* [Problem description] Below, find the line holding "Where can the lizard's front" and the line holding "column 140, row 637". Echo those two lines and everything between them verbatim, both ends included, and nothing else from the items.
* Begin Information shown *
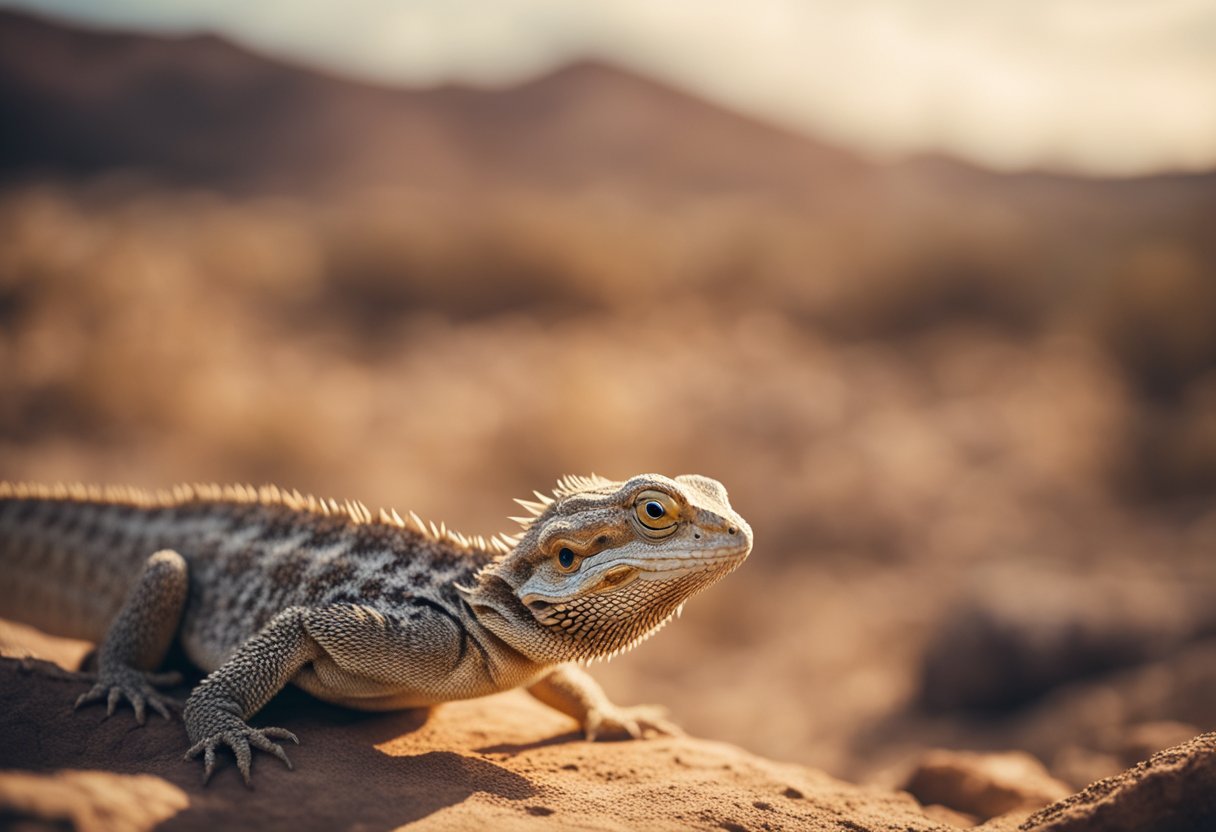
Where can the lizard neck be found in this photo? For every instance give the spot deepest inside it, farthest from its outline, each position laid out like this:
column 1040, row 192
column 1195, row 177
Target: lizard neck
column 500, row 612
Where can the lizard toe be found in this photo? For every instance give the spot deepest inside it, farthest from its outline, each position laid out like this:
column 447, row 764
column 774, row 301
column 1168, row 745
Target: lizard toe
column 242, row 741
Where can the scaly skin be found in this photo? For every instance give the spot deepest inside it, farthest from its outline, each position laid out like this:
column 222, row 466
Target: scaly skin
column 264, row 588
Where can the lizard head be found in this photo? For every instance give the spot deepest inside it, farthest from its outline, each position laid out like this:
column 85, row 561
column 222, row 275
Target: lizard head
column 603, row 565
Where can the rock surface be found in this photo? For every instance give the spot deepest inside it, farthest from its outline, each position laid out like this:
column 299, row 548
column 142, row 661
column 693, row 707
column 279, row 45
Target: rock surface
column 984, row 785
column 1174, row 791
column 504, row 763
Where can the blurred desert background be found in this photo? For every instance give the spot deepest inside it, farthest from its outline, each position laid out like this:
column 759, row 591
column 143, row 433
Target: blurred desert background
column 968, row 409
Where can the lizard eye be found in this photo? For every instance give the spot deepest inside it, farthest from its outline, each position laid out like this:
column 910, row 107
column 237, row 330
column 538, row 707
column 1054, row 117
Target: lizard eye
column 657, row 512
column 566, row 557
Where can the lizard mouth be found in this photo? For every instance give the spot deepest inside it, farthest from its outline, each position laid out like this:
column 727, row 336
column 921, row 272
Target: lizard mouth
column 718, row 561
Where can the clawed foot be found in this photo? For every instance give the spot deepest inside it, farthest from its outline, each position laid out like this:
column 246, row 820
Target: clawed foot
column 138, row 687
column 240, row 740
column 636, row 723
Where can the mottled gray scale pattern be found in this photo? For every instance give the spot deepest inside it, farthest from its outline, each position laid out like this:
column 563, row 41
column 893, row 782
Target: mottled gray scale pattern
column 265, row 589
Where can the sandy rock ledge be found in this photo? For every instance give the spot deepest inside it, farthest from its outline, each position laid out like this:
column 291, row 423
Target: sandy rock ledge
column 502, row 763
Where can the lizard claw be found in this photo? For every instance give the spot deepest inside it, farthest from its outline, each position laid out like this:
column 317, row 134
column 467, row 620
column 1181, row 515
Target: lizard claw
column 136, row 687
column 636, row 723
column 240, row 741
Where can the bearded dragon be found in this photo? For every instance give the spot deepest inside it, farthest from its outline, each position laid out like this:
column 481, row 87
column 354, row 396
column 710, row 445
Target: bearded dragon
column 263, row 588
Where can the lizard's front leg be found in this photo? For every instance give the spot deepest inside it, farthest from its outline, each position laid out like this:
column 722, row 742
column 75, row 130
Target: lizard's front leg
column 140, row 637
column 217, row 710
column 574, row 692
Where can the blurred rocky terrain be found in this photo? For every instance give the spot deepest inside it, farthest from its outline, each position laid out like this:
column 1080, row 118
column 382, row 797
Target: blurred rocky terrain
column 972, row 417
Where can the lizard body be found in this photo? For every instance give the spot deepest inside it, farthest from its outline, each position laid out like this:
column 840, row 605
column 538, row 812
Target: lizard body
column 264, row 588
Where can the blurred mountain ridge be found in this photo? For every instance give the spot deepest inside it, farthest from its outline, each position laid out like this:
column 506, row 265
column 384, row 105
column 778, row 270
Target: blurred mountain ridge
column 198, row 108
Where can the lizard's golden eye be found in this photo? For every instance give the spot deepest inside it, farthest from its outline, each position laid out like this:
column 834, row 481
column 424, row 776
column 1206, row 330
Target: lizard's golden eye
column 566, row 557
column 657, row 512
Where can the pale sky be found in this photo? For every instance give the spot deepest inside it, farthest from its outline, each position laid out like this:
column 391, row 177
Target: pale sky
column 1104, row 86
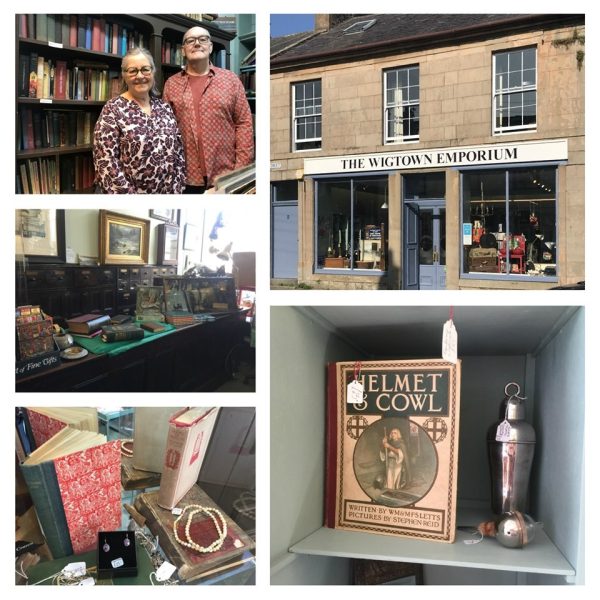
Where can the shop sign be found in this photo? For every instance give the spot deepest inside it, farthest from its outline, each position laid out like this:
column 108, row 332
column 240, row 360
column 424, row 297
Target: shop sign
column 458, row 156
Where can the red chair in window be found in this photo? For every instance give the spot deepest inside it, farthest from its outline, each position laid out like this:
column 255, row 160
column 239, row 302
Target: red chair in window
column 516, row 254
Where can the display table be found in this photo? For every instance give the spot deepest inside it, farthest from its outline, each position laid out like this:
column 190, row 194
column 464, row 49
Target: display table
column 189, row 359
column 47, row 569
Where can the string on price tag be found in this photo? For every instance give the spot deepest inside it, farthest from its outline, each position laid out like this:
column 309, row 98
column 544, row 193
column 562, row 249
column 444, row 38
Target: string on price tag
column 355, row 388
column 450, row 340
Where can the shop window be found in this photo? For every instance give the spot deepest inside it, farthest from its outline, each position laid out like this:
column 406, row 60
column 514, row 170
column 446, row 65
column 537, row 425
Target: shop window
column 284, row 191
column 401, row 118
column 509, row 222
column 515, row 90
column 306, row 110
column 352, row 224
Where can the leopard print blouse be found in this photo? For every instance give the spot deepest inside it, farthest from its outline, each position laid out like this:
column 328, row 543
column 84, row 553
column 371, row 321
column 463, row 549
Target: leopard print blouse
column 136, row 153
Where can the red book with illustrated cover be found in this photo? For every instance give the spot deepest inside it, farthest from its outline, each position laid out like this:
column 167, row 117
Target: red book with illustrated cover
column 189, row 433
column 90, row 488
column 392, row 447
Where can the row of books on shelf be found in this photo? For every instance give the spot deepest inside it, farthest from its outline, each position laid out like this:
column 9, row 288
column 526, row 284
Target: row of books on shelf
column 81, row 31
column 59, row 80
column 54, row 128
column 46, row 176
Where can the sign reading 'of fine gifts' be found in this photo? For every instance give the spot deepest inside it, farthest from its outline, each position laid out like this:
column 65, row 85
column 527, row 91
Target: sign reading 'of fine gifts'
column 392, row 458
column 459, row 156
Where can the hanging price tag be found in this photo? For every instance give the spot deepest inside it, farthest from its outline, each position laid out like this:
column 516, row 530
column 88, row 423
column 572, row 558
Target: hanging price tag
column 450, row 342
column 503, row 432
column 354, row 392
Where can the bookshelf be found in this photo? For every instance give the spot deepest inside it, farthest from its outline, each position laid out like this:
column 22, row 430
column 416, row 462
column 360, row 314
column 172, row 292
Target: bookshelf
column 247, row 50
column 67, row 67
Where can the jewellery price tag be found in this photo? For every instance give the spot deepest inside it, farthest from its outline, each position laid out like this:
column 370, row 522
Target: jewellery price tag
column 165, row 571
column 450, row 342
column 74, row 569
column 355, row 392
column 503, row 432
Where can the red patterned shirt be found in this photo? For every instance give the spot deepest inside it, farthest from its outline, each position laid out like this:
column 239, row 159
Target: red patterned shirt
column 225, row 130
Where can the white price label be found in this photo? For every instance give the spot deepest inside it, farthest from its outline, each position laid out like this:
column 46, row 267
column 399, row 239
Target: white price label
column 450, row 342
column 355, row 392
column 165, row 571
column 503, row 432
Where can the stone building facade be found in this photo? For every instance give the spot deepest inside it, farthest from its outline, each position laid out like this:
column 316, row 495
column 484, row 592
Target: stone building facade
column 430, row 155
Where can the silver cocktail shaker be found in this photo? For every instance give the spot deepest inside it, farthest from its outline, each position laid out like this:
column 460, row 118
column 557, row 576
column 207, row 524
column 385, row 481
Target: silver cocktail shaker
column 511, row 446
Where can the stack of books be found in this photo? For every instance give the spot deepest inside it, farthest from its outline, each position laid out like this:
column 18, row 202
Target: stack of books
column 88, row 325
column 179, row 318
column 34, row 332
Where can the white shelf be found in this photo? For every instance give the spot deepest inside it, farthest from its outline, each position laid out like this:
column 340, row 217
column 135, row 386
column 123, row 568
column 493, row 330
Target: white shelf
column 540, row 556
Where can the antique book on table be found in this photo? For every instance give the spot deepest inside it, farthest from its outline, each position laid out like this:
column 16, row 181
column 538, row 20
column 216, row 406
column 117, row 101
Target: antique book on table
column 47, row 422
column 150, row 436
column 192, row 565
column 120, row 319
column 189, row 433
column 74, row 482
column 152, row 326
column 121, row 333
column 392, row 447
column 87, row 324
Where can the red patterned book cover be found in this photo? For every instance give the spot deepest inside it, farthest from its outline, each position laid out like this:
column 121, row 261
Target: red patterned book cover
column 90, row 487
column 43, row 427
column 392, row 447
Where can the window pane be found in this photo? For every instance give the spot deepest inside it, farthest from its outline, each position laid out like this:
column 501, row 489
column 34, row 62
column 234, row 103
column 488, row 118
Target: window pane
column 429, row 186
column 514, row 237
column 343, row 243
column 285, row 191
column 529, row 58
column 370, row 223
column 529, row 77
column 333, row 224
column 515, row 61
column 501, row 63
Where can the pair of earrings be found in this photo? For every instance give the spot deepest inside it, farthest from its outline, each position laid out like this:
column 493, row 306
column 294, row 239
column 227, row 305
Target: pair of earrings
column 126, row 543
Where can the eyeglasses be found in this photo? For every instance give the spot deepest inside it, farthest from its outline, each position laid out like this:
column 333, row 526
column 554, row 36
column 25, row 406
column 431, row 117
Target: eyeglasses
column 133, row 71
column 201, row 39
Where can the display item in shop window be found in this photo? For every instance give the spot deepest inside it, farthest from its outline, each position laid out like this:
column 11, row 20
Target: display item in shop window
column 511, row 448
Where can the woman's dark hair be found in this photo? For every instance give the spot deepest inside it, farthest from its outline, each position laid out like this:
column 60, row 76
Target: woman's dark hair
column 134, row 52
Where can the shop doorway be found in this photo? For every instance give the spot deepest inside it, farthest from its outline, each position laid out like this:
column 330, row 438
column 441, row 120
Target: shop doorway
column 424, row 245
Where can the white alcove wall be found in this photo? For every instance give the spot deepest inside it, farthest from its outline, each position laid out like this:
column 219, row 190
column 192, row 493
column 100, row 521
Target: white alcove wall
column 539, row 347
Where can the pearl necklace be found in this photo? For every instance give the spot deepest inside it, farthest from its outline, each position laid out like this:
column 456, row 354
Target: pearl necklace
column 212, row 513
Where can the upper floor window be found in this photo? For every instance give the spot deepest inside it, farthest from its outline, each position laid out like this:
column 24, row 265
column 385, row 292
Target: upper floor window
column 515, row 90
column 401, row 118
column 306, row 115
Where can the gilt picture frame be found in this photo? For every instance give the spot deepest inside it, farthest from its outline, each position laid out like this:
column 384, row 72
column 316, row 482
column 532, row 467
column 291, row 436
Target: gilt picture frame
column 123, row 239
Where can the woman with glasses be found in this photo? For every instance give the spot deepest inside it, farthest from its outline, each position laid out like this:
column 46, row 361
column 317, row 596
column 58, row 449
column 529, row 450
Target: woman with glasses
column 137, row 144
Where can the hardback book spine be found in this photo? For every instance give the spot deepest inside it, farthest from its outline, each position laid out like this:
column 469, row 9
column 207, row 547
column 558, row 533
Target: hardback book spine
column 45, row 493
column 184, row 453
column 121, row 336
column 331, row 447
column 90, row 489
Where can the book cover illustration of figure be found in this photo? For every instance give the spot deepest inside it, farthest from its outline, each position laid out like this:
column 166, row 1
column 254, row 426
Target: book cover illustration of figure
column 392, row 454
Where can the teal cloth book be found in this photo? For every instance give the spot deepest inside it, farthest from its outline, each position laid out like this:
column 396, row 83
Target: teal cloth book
column 120, row 333
column 45, row 493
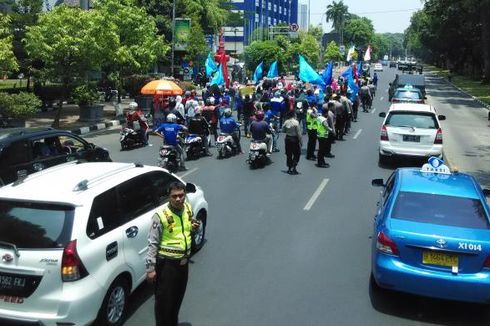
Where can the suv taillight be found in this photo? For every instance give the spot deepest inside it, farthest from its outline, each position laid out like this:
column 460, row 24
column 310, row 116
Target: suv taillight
column 72, row 268
column 438, row 139
column 386, row 245
column 384, row 133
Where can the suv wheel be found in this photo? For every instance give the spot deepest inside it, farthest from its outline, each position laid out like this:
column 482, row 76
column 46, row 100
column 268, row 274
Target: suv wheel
column 198, row 236
column 113, row 309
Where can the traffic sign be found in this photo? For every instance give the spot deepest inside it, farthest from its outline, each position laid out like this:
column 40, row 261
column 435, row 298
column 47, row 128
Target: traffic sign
column 293, row 27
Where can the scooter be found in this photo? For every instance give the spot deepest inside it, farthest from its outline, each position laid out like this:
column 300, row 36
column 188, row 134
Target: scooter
column 169, row 158
column 257, row 155
column 194, row 146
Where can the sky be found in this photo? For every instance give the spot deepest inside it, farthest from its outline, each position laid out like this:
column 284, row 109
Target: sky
column 388, row 16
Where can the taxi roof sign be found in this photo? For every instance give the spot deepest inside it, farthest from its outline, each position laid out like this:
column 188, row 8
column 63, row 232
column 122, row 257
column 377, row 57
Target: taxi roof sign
column 435, row 165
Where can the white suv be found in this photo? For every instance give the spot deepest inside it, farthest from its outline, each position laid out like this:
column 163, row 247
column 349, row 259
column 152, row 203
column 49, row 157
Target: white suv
column 73, row 240
column 410, row 130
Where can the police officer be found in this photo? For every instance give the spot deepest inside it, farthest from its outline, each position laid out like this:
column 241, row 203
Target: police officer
column 311, row 126
column 169, row 248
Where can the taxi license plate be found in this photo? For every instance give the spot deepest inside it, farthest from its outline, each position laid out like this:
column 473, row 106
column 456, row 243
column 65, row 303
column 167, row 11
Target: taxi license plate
column 439, row 259
column 411, row 138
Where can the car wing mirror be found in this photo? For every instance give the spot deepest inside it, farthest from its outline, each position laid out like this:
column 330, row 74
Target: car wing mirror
column 190, row 188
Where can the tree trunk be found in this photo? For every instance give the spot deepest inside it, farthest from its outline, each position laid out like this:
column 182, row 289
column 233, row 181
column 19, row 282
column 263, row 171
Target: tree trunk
column 485, row 39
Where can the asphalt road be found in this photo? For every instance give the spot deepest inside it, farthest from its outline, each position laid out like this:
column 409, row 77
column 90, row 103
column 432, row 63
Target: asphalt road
column 295, row 250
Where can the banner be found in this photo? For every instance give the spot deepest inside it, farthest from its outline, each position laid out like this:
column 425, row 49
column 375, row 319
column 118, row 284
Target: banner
column 182, row 32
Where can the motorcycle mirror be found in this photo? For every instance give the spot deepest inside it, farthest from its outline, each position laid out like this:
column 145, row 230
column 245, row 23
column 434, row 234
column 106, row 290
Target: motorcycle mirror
column 190, row 188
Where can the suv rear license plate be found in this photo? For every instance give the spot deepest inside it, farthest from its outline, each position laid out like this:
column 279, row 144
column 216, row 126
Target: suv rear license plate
column 439, row 259
column 411, row 138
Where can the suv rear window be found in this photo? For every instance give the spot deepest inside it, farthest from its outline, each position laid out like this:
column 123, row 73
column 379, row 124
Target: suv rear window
column 423, row 120
column 35, row 225
column 440, row 209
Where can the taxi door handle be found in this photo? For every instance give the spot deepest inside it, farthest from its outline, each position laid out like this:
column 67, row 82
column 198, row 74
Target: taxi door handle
* End Information shown *
* [Output below]
Where can the lizard's front leg be found in this photo? For every instance give the spot deepest inside it, farthest from its outline, each position laid out like this:
column 722, row 742
column 75, row 130
Target: lizard's front leg
column 140, row 637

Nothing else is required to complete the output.